Prompt 1 → In the article on the plywood start-up, rewrite the stretch from "A trio of Australian" through "all over Manhattan.", replacing "plywood" with "timber".
Prompt 2 →
Using the article on the plywood start-up, answer these questions:
(a) How many sheets did the Rockefeller Centre say the architects could have?
(b) Which architecture firm are the expats from?
(c) In which publication does Nick Flutter speak about being in New York during the pandemic and the protests?

Study text →
Media Stories — February 5, 2022
Inventive Aussies retread the boards in New York
Featured in The Australian. Thursday February 3, 2022.
By Milanda Rout.
A trio of Australian architects has turned plywood that covered New York shopfronts during the 2020 protests into an innovative start-up that recycles it into outdoor furniture for city restaurants.
Nikita Notowidigdo and Nick Flutter, with their plywood structure in Neuehouse, New York, are repurposing shopfront boarding, graffiti and all.
Picture: Paola + Murray/WISH
The expats from architecture firm BVN collected the plywood by hand, designed and cut it into chairs, tables and road barriers/planter boxes that are now used by businesses all over Manhattan.
“We were just in this terrible situation and there was so much awful stuff happening and we just wanted to do something good,” one of the architects, Nick Flutter, tells the February issue of WISH magazine of being in New York during the height of the pandemic and the protests.
“We really did not want all that plywood that covered the city going to landfill.”
Flutter and his colleague Nikita Notowidigdo, and their boss Bill Dowzer, rang every person they knew to try to get hold of the plywood and hit pay dirt when the Rockefeller Centre said they could have 300 sheets.
They hired a moving van, a storage unit and collected the plywood themselves.
We had these two ideas about kit-of-parts furniture and recycling and sustainability and circularity of plywood that we were trying to weave together. It seemed like a cool thing to do and a good experiment to do something here to see if we could push it a bit further.

Material shown →

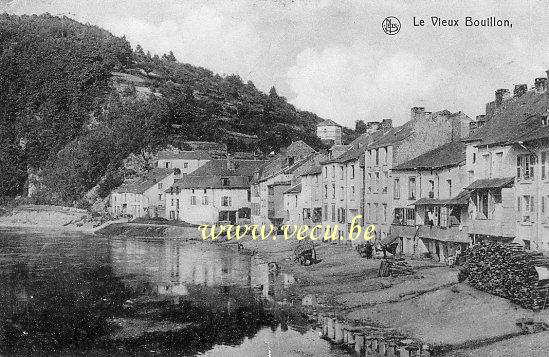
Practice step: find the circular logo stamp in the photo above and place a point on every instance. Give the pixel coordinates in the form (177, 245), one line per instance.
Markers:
==
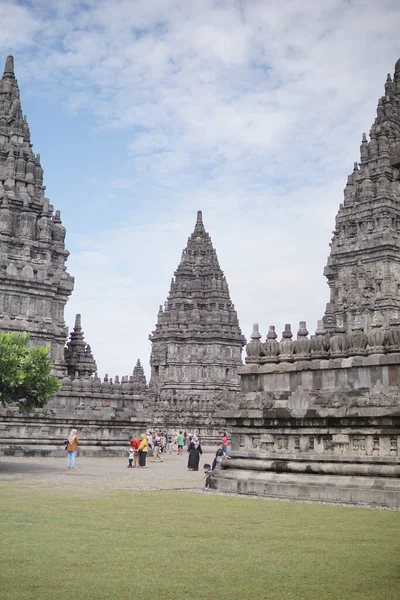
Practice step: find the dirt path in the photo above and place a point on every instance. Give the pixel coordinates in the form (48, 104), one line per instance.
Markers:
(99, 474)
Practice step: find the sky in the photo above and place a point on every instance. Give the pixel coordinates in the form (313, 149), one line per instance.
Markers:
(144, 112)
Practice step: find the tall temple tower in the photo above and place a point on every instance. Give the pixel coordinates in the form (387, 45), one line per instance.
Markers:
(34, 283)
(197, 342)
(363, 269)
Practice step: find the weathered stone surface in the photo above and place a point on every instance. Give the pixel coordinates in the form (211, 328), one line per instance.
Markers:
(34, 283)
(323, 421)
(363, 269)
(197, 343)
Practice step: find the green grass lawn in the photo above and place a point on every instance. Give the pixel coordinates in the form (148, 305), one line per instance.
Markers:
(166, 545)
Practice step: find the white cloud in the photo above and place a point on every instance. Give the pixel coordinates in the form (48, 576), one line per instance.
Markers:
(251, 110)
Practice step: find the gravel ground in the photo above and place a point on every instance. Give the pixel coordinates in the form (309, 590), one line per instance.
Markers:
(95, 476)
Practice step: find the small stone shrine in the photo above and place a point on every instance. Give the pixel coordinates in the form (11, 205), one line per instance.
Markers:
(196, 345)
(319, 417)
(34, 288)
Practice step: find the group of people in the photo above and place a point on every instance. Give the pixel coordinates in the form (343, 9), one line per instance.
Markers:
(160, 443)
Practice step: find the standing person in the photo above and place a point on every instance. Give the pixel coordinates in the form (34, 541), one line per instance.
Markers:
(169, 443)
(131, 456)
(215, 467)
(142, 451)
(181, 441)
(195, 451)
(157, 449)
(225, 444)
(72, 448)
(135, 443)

Answer space 1 →
A trio of Australian architects has turned timber that covered New York shopfronts during the 2020 protests into an innovative start-up that recycles it into outdoor furniture for city restaurants.
Nikita Notowidigdo and Nick Flutter, with their timber structure in Neuehouse, New York, are repurposing shopfront boarding, graffiti and all.
Picture: Paola + Murray/WISH
The expats from architecture firm BVN collected the timber by hand, designed and cut it into chairs, tables and road barriers/planter boxes that are now used by businesses all over Manhattan.

Answer space 2 →
(a) 300 sheets.
(b) BVN.
(c) The February issue of WISH magazine.